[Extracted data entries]

----------------------------------------

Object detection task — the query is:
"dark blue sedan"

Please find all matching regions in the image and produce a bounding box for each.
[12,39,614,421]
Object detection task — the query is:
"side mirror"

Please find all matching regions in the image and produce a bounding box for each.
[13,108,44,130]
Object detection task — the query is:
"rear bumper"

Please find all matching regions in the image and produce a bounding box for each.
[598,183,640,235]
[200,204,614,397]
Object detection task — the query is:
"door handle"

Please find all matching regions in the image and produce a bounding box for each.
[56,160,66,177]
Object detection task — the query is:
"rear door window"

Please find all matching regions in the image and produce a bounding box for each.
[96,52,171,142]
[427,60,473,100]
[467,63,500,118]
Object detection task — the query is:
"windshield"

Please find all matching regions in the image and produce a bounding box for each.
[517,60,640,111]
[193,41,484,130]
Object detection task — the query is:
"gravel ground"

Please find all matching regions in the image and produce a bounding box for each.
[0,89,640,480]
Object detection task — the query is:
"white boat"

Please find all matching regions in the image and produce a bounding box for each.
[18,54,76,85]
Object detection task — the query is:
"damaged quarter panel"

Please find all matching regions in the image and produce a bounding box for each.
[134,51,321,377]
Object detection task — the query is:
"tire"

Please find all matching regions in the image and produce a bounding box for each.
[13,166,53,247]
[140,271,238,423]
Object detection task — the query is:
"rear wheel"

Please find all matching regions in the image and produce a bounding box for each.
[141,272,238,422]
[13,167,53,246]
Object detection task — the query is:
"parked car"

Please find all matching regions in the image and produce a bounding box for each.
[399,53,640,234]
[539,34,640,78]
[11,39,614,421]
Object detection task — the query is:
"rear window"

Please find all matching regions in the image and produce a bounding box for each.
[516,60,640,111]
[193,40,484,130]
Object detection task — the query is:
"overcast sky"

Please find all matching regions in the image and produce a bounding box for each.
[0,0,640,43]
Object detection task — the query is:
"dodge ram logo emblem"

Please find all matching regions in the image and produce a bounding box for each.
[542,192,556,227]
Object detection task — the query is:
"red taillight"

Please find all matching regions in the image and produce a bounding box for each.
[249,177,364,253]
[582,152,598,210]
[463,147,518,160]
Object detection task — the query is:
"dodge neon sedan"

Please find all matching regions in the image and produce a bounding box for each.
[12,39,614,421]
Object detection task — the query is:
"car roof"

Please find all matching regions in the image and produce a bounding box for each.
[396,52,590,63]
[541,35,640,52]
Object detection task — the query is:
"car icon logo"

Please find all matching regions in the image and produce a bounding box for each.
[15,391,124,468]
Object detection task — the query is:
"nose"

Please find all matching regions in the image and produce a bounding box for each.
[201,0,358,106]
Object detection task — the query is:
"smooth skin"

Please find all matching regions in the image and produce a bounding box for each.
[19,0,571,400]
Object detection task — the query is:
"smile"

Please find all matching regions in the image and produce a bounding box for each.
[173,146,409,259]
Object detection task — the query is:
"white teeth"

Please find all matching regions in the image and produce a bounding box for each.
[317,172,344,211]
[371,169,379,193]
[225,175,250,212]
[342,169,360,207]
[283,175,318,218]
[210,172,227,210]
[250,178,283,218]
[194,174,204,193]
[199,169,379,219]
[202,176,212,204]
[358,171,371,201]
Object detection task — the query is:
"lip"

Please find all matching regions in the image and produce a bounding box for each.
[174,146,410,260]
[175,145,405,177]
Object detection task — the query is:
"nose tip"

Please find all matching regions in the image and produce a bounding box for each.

----------------------------------------

Stated exercise ▸ Can you rewrite the stretch from the start of the records through the line containing "[200,204,614,397]", keeping every request, but scale each bounding-box coordinate in the answers by 1.45 and round to whole numbers, halves going up?

Solution below ▸
Object detection task — the query is:
"dark blue sedan"

Please find all matching regions in the image and produce a bounding box for each.
[17,57,890,610]
Object detection task — the query is:
"side mirror"

Please find all matching regions in the image and produce a bounding box for each.
[19,157,64,189]
Object detection task — the query is:
"rear bumper"

Please find all matching regions in the image and produce a bounding box for each.
[867,265,928,341]
[290,296,890,576]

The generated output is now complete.